── Data for this task

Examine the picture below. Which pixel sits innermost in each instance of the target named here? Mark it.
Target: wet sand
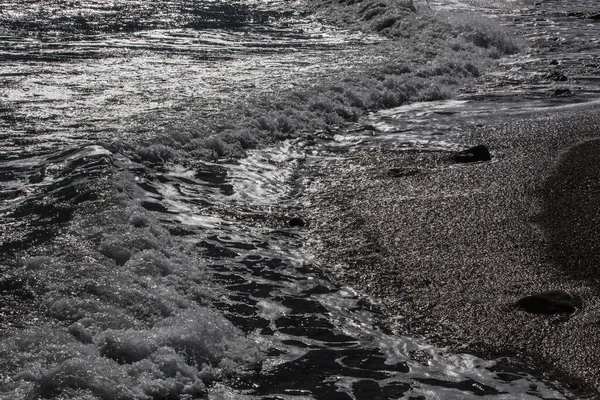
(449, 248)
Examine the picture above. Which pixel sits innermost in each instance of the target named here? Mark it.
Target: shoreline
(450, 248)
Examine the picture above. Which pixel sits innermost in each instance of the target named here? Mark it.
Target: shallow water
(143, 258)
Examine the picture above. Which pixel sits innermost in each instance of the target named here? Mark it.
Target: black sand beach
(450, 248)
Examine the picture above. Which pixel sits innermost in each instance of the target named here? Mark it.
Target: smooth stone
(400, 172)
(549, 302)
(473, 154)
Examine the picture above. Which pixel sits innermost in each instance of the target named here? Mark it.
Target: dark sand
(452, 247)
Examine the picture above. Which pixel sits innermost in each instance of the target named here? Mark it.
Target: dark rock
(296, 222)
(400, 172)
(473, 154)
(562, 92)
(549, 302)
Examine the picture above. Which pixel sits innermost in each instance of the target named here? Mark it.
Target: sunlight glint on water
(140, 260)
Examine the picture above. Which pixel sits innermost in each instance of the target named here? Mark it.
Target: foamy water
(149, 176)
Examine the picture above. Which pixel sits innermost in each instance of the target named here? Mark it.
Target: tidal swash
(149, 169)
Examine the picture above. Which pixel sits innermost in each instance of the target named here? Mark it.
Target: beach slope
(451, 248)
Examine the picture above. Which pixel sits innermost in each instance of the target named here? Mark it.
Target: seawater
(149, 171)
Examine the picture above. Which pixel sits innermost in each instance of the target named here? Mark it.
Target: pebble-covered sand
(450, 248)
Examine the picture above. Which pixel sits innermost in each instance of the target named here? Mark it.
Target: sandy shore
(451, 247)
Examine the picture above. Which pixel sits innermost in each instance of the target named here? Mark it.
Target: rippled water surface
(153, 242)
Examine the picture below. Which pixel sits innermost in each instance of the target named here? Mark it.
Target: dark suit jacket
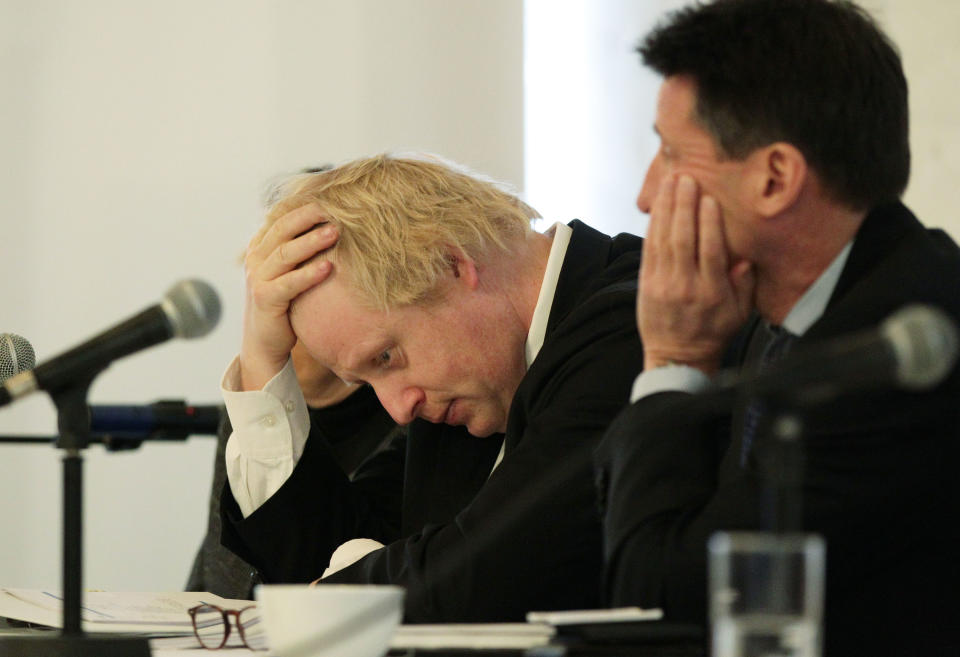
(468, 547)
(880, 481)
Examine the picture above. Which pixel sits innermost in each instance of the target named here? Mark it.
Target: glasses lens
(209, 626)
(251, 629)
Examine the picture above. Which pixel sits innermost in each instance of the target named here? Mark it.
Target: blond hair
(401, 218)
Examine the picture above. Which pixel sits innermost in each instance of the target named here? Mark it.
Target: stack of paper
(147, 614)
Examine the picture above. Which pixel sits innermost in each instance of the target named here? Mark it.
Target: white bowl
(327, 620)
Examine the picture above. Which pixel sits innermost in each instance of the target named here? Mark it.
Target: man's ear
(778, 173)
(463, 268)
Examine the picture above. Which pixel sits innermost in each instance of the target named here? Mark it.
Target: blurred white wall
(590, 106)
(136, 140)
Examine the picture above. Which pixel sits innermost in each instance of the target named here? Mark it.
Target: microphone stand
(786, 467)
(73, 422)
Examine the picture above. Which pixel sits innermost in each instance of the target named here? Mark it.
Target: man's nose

────

> Objective
Every entry must be reproduced exactly, with the images left out.

> Expected answer
Examine the picture below. Which pixel sits innermost in each instance of the target named here? Mark it.
Target: wet sand
(449, 248)
Examine the picture above. Which pixel sits innermost in each instance of the target named here? Mark it.
Target: shoreline
(450, 248)
Examine the picture above. Which pixel sits innermost in each instance of the target named here? Mark it.
Target: shallow water
(143, 258)
Examine the picture above. Which pixel sits innermost in each instance of the target named here? Mark it.
Target: black sand beach
(450, 248)
Examine the picture above. Which pixel sits innermost in each instance of the target named here? Mark it.
Target: smooth stone
(400, 172)
(549, 302)
(473, 154)
Examine the picture above. Which pixel sits innermost in each instance of the target named here? Mark it.
Target: dark sand
(452, 247)
Examine the picture above. Which pixel sits innermost in each instance of the target named here? Mark it.
Target: dark rock
(296, 222)
(400, 172)
(473, 154)
(562, 92)
(549, 302)
Examine the picture above. Which pixel sits innermost in each instance of the target named here? Mark it.
Target: sunlight glint on water
(140, 260)
Examine the picture above. Which pixel sits innermost in each instance of the target named here? Mark it.
Target: foamy water
(149, 176)
Examine the picture above. Which pixel sits innermost in each instance of the target named here? Mark it.
Target: tidal swash
(149, 169)
Examine the picture above. Which pixel sits innermost in each instance of the target named here? Mark it.
Target: beach slope
(451, 248)
Examine the picture above. Which pixel sits innermost in each instance of the target named here? Mark it.
Target: seawater
(149, 171)
Examine the picture above. Which pixel sits innermost in each instance of the target named here? Mark it.
Target: pebble-covered sand
(450, 248)
Examine the picture above. Which pixel sits innermost in each instance of the target named here? Mark it.
Target: sandy shore
(451, 247)
Examine the picture above. Which pixel sits innermost in each instance of the target named here? Mark it.
Target: rippled water surface
(153, 242)
Examine the picture below. Which pixel sits innermost in each instance of the target named here? Mark it.
Target: dark suit jacket
(468, 547)
(880, 481)
Examine the picture above. Which pixel sits innermost in each instance of the target named here? Mark it.
Target: glasses lens
(209, 626)
(251, 629)
Examine the picture above. Which pixel sits innermost in each instance of the target named here? Mark it.
Target: blond hair
(401, 218)
Examine the picture above. Which pixel sits innermost in each instance of the target named here? Mark it.
Target: stack of paper
(147, 614)
Examine the picture above. Which pixel sits innermost in each instance of the target named here? Mark it.
Target: white bowl
(327, 620)
Examine the picture above. Which pixel sits innermost in each instance of the target named here? Mark it.
Target: man's ear
(778, 173)
(463, 268)
Examine the picture above. Which pixel sits innermost in each instance of the target named here? Mark it.
Target: blurred white wall
(590, 106)
(136, 140)
Examine the picture above. Which pixel sits innermost in each instance of the target named here? Mark it.
Target: microphone stand
(786, 467)
(73, 422)
Examine the picture above. Which pixel sits innermost in each instance of the target named here? Mark it.
Target: man's nose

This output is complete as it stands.